_Task prompt_
Search the data for "Target". Each line containing it is to be copied.
________________________
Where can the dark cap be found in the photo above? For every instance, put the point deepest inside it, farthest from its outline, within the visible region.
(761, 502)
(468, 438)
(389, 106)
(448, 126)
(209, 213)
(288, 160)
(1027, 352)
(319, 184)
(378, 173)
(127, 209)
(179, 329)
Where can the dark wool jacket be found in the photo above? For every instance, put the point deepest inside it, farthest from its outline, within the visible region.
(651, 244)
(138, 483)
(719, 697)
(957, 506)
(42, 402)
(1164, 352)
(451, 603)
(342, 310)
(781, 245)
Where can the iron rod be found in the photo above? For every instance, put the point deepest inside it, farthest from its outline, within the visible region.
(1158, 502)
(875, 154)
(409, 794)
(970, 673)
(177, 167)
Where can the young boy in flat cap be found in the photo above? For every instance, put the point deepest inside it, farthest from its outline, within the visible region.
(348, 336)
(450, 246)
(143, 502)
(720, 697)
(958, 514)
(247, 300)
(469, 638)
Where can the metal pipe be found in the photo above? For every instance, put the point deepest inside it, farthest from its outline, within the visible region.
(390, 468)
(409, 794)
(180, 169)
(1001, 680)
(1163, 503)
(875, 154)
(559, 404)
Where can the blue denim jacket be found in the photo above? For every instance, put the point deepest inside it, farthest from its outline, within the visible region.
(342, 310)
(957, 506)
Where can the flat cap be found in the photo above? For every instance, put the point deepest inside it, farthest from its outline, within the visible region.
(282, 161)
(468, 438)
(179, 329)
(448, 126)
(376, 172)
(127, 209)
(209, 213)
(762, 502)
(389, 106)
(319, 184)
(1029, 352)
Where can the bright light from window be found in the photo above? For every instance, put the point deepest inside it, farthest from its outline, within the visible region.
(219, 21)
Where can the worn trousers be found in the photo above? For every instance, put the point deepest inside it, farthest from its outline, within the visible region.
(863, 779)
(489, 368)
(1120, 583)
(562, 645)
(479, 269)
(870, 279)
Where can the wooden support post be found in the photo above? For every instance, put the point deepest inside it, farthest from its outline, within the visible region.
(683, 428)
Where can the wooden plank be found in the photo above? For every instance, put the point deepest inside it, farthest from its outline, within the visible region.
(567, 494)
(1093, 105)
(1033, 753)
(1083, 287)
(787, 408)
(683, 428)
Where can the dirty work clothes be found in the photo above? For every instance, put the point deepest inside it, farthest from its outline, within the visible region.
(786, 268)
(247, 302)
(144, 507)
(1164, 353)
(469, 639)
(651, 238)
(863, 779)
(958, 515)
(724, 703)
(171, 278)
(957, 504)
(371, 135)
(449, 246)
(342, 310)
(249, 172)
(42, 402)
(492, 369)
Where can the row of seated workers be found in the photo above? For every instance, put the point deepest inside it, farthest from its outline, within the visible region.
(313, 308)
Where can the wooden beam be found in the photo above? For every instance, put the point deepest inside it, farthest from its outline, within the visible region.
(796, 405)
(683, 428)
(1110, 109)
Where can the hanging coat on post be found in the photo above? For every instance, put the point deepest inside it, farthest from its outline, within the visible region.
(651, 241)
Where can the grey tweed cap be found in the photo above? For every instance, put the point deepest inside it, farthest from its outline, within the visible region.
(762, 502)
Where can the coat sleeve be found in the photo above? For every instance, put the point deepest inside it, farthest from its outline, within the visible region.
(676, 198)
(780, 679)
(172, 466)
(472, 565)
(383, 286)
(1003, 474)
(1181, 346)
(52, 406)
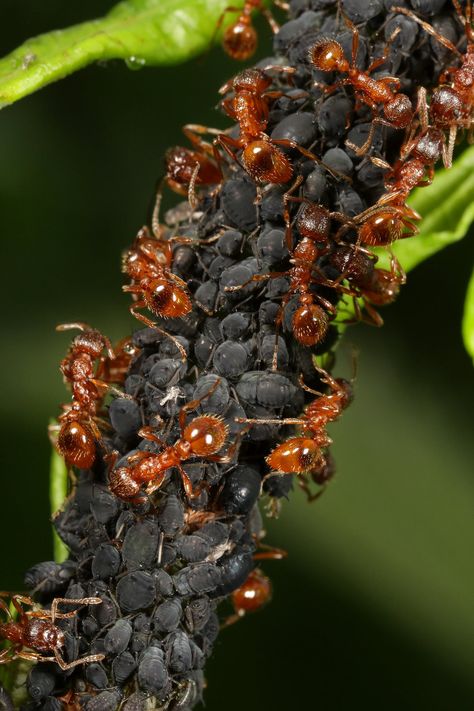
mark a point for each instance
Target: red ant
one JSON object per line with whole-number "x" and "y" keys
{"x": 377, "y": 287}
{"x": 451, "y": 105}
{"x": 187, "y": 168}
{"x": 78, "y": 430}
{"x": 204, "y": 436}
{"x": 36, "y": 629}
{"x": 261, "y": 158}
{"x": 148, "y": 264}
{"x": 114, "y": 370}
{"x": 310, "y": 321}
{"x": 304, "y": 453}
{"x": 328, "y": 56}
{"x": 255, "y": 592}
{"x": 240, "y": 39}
________________________
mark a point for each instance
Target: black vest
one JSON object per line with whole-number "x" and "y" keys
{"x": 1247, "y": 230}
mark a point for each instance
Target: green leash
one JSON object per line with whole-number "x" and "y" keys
________________________
_Result of the exercise_
Target: red ant
Target: black vest
Target: green leash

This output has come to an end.